**Gestellte Aufgabe 1:** Drucken Sie aus dem Textauszug wortgetreu die Passage ab, die bei den Worten „Ich bin Dir“ einsetzt und nach den Worten „Italienischen Bischofskonferenz, veröffentlicht.“ endet.

**Textauszug:**
——————————
Wörtlich schrieb Franziskus:
Luca, lieber Bruder,
vielen Dank für deinen Brief, den Michel mir gebracht hat. Vielen Dank für das menschliche Mitleid, das Du angesichts so vielen Schmerzes hast. Vielen Dank für Dein Zeugnis, das mir gut tut.
Ich bin Dir und Deinen Gefährten nahe. Vielen Dank für alles, was Ihr tut. Ich möchte Euch sagen, daß ich immer zur Verfügung stehe, um zu helfen. Zählt auch mich.
Ich wünsche Dir ein heiliges Osterfest. Ich bete für Euch, bitte, tut Ihr es für mich.
Möge der Herr Euch segnen und die Gottesmutter Euch beschützen. Brüderlich,Franziskus
Der vom Papst erwähnte „Michel“ ist Kardinal Michael Czerny, ein Jesuit und Unterstaatssekretär der Abteilung für Migranten und Flüchtlinge des römischen Dikasteriums für die ganzheitliche Entwicklung des Menschen. Casarinis Brief an Franziskus wurde zusammen mit der Antwort des Papstes vom Avvenire, der Tageszeitung der Italienischen Bischofskonferenz, veröffentlicht.
Magister veröffentlichte eine Analyse des Historikers Roberto Pertici zum „politischen“ Ostern des Papstes. Pertici ist Professor der Zeitgeschichte an der Universität Bergamo und spezialisiert auf das Verhältnis zwischen Kirche und Staat. Noch vor wenigen Jahren zählte er zu den Autoren des Osservatore Romano.
——————————
**Vorliegende Auflistung:**
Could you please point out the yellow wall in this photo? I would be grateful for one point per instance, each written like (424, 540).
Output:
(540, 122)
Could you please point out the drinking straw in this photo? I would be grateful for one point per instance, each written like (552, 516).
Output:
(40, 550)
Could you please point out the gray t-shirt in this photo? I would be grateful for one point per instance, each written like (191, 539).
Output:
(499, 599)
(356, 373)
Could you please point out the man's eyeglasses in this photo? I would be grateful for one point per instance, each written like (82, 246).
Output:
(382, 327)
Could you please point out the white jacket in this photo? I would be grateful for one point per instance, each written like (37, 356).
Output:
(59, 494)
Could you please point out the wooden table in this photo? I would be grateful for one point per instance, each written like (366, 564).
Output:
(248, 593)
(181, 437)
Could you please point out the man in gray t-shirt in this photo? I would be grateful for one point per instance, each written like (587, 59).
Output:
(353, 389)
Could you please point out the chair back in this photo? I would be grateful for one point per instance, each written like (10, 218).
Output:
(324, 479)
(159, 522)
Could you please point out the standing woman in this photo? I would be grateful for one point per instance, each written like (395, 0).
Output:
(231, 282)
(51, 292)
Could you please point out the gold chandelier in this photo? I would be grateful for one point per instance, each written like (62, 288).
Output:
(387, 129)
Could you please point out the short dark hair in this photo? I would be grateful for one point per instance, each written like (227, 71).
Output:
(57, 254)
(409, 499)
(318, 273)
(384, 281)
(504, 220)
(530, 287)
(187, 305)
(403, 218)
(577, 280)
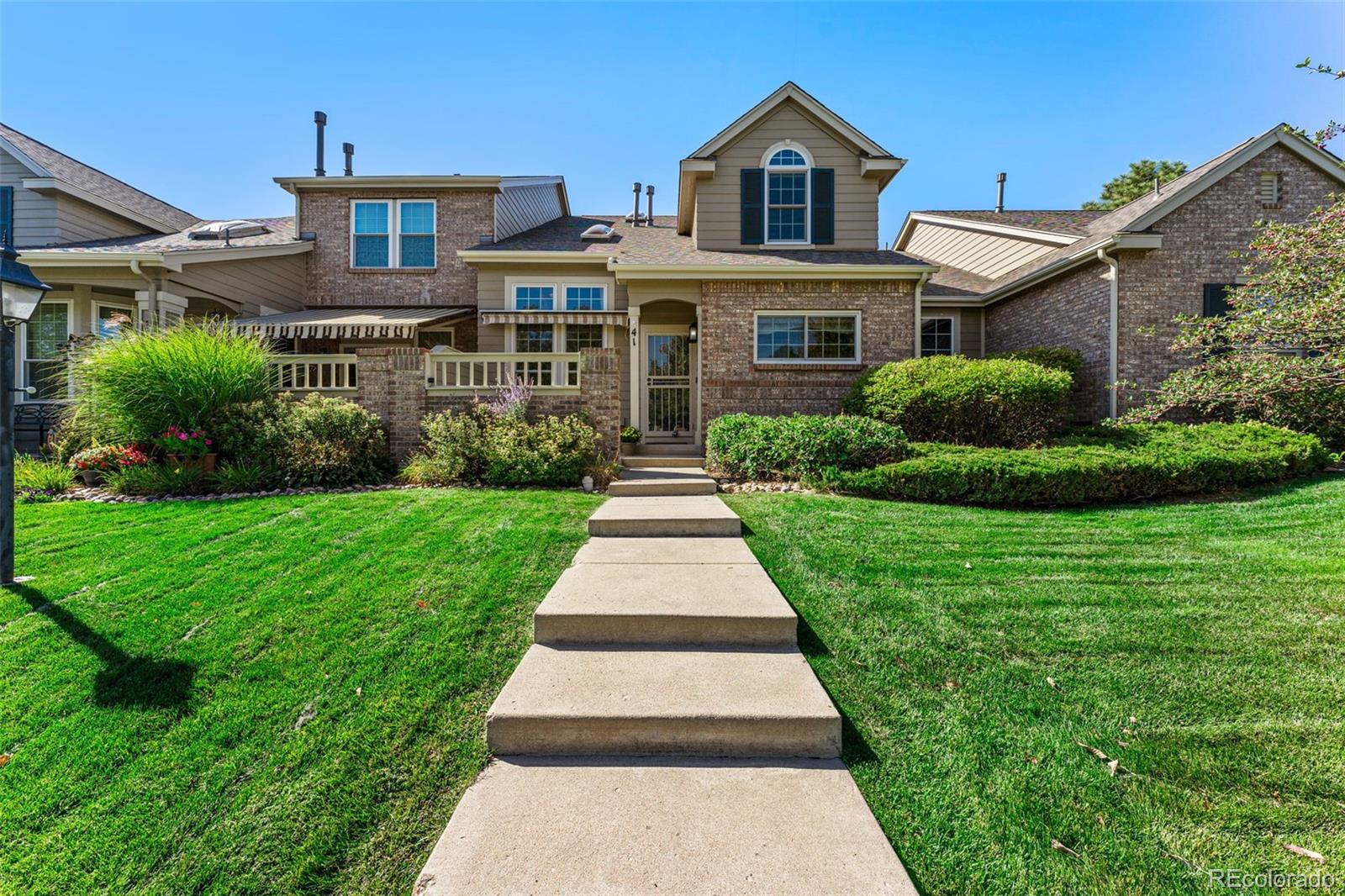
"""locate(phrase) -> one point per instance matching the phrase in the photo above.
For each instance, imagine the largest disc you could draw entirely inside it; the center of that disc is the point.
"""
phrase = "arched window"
(787, 192)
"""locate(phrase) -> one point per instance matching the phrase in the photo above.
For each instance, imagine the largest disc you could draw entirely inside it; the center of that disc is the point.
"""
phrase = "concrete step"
(662, 482)
(665, 551)
(665, 604)
(607, 826)
(677, 701)
(662, 517)
(638, 461)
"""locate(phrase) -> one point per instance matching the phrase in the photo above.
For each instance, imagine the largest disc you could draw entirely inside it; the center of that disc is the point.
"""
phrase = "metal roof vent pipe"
(320, 120)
——————————
**Gestellte Aufgabe 2:** Geben Sie aus der Auflistung die Zeilen unverändert aus, angefangen mit der Zeile, die „Could you please point out the man in“ enthält, bis einschließlich zum Ende der Auflistung. Lassen Sie die Bilder in Ihrer Antwort weg.

**Vollständige Antwort 1:**
Ich bin Dir und Deinen Gefährten nahe. Vielen Dank für alles, was Ihr tut. Ich möchte Euch sagen, daß ich immer zur Verfügung stehe, um zu helfen. Zählt auch mich.
Ich wünsche Dir ein heiliges Osterfest. Ich bete für Euch, bitte, tut Ihr es für mich.
Möge der Herr Euch segnen und die Gottesmutter Euch beschützen. Brüderlich,Franziskus
Der vom Papst erwähnte „Michel“ ist Kardinal Michael Czerny, ein Jesuit und Unterstaatssekretär der Abteilung für Migranten und Flüchtlinge des römischen Dikasteriums für die ganzheitliche Entwicklung des Menschen. Casarinis Brief an Franziskus wurde zusammen mit der Antwort des Papstes vom Avvenire, der Tageszeitung der Italienischen Bischofskonferenz, veröffentlicht.

**Vollständige Antwort 2:**
Could you please point out the man in gray t-shirt in this photo? I would be grateful for one point per instance, each written like (587, 59).
Output:
(353, 389)
Could you please point out the chair back in this photo? I would be grateful for one point per instance, each written like (10, 218).
Output:
(324, 479)
(159, 522)
Could you please point out the standing woman in this photo? I would be grateful for one point per instance, each written like (395, 0).
Output:
(231, 282)
(51, 292)
Could you please point out the gold chandelier in this photo? I would be grateful for one point per instance, each written like (62, 288).
Output:
(387, 129)
Could you please point out the short dark hair in this photo? I would be grateful for one point per instance, each written like (227, 71).
Output:
(57, 254)
(409, 499)
(318, 273)
(384, 281)
(504, 220)
(530, 287)
(187, 305)
(403, 218)
(577, 280)
"""locate(phrase) -> one point per instance matching the phrase in the photo above.
For each instance, imagine the largest disc you could draw entirely inside it; the center of that disc is the point.
"""
phrase = "arched window"
(787, 192)
"""locate(phrase) -> one point per instance matching the phrase in the photo above.
For each instance, imagine the largest disc you could draw entirely inside it; the center of that disc is the point.
"""
phrase = "concrete step"
(662, 482)
(665, 551)
(665, 604)
(607, 826)
(677, 701)
(662, 517)
(638, 461)
"""locate(phrase) -> one point per instance matching the phrase in the photo above.
For each instance, imagine the largest disc you could draw entirely inside it; the center of that disc is the point.
"""
phrase = "metal roof vent pipe"
(320, 120)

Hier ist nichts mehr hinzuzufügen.